_AUFGABEN UND FRAGEN_
A – Beantworte diese Fragen zum Forumsthread:
(i) An welchem Datum schrieb blackraven seinen ersten Beitrag?
(ii) Welche zwei Dinge bräuchte man laut jackiex für den Umbau?
(iii) Woher darf das BMX laut jackiex nicht stammen?
B – Gib den Abschnitt des Forumsthreads von „## marsi-darsi (28.“ bis „dein fehlerfreier wortschatz.“ wortgetreu wieder.

___ VORGEGEBENER TEXT ___

# kann man ein bmx umbauen ohne viel mühe in ein mtb



## blackraven (28. September 2005)

hallo  
ich habe eine vrage kann ich mijn bmx umbauen zu nem mtb und wenn 
welche teile brauche ich dann bin noch anpfenger


----------



## jackiex (28. September 2005)

1. Bist du zufällig ein Troll?  

2. Nein   ich glaub da brauchstest du 
 -einen neuen Mountainbike Rahmen
 -eine komplett Garnitur MTB Parts

3.guck dir mal die beiden Bilder an










da kann man nix umbauen

BMX sind aber ebenso geil wie MTB und man kan auch damit seinen spaß haben!
(Solange dein BMX nicht aus dem Baumarkt oder von ALDI ist)


----------



## MTB-News.de




----------



## blackraven (28. September 2005)

ja du hast recht das is echt ein groser unterschied aber trotsdem danke fur die mühe grüsse blackraven


----------



## marsi-darsi (28. September 2005)

blackraven schrieb:
			
		

> ja du hast recht das is echt ein groser unterschied aber trotsdem danke fur die mühe grüsse blackraven



starke leistung!
nich nur dein bikeverständnis scheint gut zu sein, sondern auch dein fehlerfreier wortschatz.


----------



## kitor (28. September 2005)

___ INHALT DES DATENSATZES ___

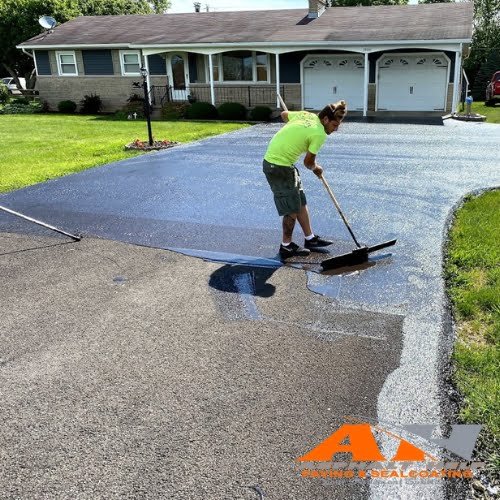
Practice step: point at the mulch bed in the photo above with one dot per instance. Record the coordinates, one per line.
(144, 145)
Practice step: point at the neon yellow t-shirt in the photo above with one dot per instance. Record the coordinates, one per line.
(303, 132)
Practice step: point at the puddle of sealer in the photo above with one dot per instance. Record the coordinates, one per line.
(228, 258)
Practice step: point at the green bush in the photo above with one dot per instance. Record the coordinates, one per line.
(20, 108)
(4, 94)
(232, 111)
(201, 111)
(91, 104)
(67, 106)
(174, 110)
(261, 114)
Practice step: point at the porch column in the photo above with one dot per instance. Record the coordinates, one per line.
(211, 71)
(367, 82)
(456, 80)
(278, 105)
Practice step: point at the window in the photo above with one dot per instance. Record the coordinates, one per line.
(66, 63)
(237, 66)
(262, 63)
(240, 66)
(130, 63)
(215, 68)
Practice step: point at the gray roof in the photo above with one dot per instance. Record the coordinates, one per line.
(441, 21)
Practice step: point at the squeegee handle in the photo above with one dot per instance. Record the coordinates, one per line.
(282, 102)
(337, 206)
(48, 226)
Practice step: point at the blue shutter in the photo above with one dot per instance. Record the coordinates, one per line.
(157, 65)
(42, 62)
(193, 68)
(97, 62)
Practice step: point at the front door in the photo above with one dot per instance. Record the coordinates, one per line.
(178, 75)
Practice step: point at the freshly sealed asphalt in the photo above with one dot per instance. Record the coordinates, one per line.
(144, 373)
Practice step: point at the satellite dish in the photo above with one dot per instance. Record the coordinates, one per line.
(47, 22)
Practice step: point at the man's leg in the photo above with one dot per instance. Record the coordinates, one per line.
(288, 225)
(304, 220)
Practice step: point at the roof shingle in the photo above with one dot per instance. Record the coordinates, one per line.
(441, 21)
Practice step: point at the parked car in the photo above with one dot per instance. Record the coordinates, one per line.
(11, 84)
(493, 90)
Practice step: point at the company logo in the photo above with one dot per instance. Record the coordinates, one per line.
(352, 451)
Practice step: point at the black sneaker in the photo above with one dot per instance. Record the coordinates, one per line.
(317, 242)
(293, 249)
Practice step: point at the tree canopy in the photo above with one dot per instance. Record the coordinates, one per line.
(19, 22)
(366, 3)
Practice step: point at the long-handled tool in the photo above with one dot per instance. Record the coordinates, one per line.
(358, 255)
(52, 228)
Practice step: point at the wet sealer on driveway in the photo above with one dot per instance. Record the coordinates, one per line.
(206, 379)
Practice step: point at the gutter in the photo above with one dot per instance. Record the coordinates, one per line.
(26, 52)
(246, 44)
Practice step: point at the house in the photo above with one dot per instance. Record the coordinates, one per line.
(402, 58)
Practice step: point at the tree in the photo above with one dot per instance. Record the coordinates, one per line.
(355, 3)
(19, 22)
(485, 42)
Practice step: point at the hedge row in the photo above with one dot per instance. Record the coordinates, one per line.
(207, 111)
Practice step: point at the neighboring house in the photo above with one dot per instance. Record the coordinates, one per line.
(401, 58)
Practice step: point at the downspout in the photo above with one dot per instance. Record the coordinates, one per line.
(148, 81)
(211, 72)
(458, 71)
(367, 79)
(278, 105)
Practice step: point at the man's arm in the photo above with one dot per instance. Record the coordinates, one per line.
(310, 163)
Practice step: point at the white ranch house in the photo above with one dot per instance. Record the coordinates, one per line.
(397, 59)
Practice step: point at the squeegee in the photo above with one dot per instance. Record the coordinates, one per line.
(360, 254)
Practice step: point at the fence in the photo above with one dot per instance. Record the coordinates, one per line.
(248, 95)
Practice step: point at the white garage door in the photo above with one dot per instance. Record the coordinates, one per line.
(412, 82)
(330, 78)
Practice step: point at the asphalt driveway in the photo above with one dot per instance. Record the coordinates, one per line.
(258, 367)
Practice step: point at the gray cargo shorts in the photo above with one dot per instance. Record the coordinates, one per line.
(286, 186)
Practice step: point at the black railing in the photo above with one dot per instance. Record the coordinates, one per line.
(248, 95)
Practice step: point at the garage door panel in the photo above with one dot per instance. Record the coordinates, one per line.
(331, 78)
(412, 82)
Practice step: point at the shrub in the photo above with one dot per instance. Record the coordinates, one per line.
(20, 108)
(261, 113)
(201, 111)
(174, 110)
(91, 104)
(232, 111)
(4, 94)
(67, 106)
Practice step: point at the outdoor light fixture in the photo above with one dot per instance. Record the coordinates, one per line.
(147, 107)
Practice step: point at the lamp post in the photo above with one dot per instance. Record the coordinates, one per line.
(147, 107)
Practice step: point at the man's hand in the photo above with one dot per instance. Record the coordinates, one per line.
(317, 170)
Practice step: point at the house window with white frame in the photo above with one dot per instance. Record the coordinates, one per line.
(241, 66)
(130, 62)
(262, 66)
(66, 64)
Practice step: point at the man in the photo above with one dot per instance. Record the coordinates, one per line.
(304, 132)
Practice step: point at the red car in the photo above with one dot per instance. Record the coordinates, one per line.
(493, 90)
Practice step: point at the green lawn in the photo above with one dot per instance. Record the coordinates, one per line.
(492, 113)
(473, 279)
(38, 147)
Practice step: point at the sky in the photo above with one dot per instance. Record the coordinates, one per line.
(225, 5)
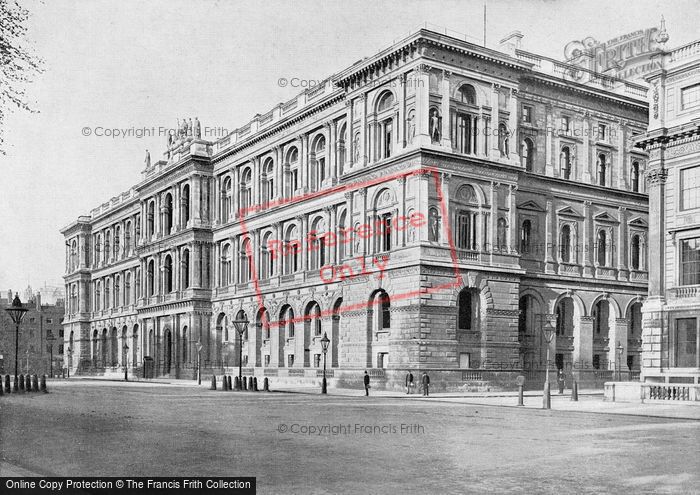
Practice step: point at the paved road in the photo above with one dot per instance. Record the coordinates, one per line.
(444, 446)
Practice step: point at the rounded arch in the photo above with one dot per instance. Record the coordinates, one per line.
(383, 101)
(579, 305)
(612, 302)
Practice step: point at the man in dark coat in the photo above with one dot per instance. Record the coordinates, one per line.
(426, 384)
(409, 382)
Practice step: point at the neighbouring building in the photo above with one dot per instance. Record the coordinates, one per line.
(535, 218)
(40, 321)
(670, 351)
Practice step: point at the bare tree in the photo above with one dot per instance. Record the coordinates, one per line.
(18, 62)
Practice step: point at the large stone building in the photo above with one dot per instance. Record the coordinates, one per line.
(41, 321)
(530, 213)
(672, 312)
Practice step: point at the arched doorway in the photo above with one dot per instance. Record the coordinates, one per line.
(335, 332)
(378, 329)
(168, 350)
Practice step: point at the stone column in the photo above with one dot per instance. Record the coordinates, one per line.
(583, 343)
(494, 151)
(549, 132)
(587, 241)
(422, 105)
(446, 141)
(494, 218)
(622, 245)
(550, 245)
(512, 220)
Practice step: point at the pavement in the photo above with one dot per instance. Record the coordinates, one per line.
(299, 441)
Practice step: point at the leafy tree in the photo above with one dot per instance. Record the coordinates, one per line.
(18, 62)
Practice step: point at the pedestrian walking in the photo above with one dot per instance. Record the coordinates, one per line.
(561, 381)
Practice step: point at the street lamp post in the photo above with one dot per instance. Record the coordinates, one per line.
(241, 326)
(126, 362)
(70, 359)
(619, 360)
(324, 346)
(50, 339)
(199, 362)
(16, 312)
(546, 399)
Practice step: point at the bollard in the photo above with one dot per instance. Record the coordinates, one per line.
(546, 398)
(574, 391)
(520, 395)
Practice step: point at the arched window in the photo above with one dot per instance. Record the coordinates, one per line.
(117, 292)
(98, 296)
(525, 230)
(634, 175)
(267, 257)
(602, 247)
(127, 289)
(565, 163)
(291, 172)
(227, 199)
(150, 288)
(466, 204)
(185, 204)
(127, 239)
(168, 274)
(318, 160)
(501, 237)
(635, 252)
(244, 261)
(527, 154)
(602, 169)
(318, 244)
(268, 180)
(150, 219)
(468, 309)
(503, 139)
(467, 94)
(246, 194)
(185, 269)
(292, 251)
(168, 214)
(117, 236)
(226, 266)
(565, 244)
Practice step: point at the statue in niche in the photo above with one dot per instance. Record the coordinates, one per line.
(411, 126)
(434, 222)
(197, 128)
(434, 126)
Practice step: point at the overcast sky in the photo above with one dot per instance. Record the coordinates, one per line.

___

_LÖSUNGEN_
A –
(i) Am 28. September 2005.
(ii) Einen neuen Mountainbike-Rahmen und eine komplette Garnitur MTB-Parts.
(iii) Nicht aus dem Baumarkt und nicht von ALDI.

B –
## marsi-darsi (28. September 2005)

blackraven schrieb:
			
		

> ja du hast recht das is echt ein groser unterschied aber trotsdem danke fur die mühe grüsse blackraven



starke leistung!
nich nur dein bikeverständnis scheint gut zu sein, sondern auch dein fehlerfreier wortschatz.